[Work order]:
Answer these questions from the passage on foreign investment in China:
(a) By the end of November, new foreign investment had reached what share of last year's total?
(b) Which body released the data on that investment?
(c) At which firm does Adam Lysenko work as an analyst?

[Passage]:
For all the talk of an economic decoupling between China and the US and its allies, foreign companies continue to pour money into the Asian nation.
The coronavirus pandemic and trade tensions have highlighted the risks of over-reliance on China, prompting several countries to consider diversifying supply chains, with a potential knock-on effect on investment.
Yet the latest official data from China shows that hasn’t happened. New foreign investment is on track to set another record in 2020, hitting 94 per cent of last year’s total by the end of November, according to Commerce Ministry data released this week.
Not only is that helping to drive the economic rebound, but with China reducing barriers to investment and the economy the only major one likely to grow this year, investment is set to continue flowing into the country.
“US and other foreign firms will continue to invest in China as it remains one of the most resilient economies during the global pandemic and as future growth potential there remains stronger than most other major economies,” said Adam Lysenko, an analyst at Rhodium Group who researches Chinese investment.

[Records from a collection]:
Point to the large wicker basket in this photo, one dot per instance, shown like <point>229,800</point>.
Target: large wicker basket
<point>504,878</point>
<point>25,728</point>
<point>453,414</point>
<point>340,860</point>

[Answer space]:
(a) 94 per cent
(b) The Commerce Ministry
(c) Rhodium Group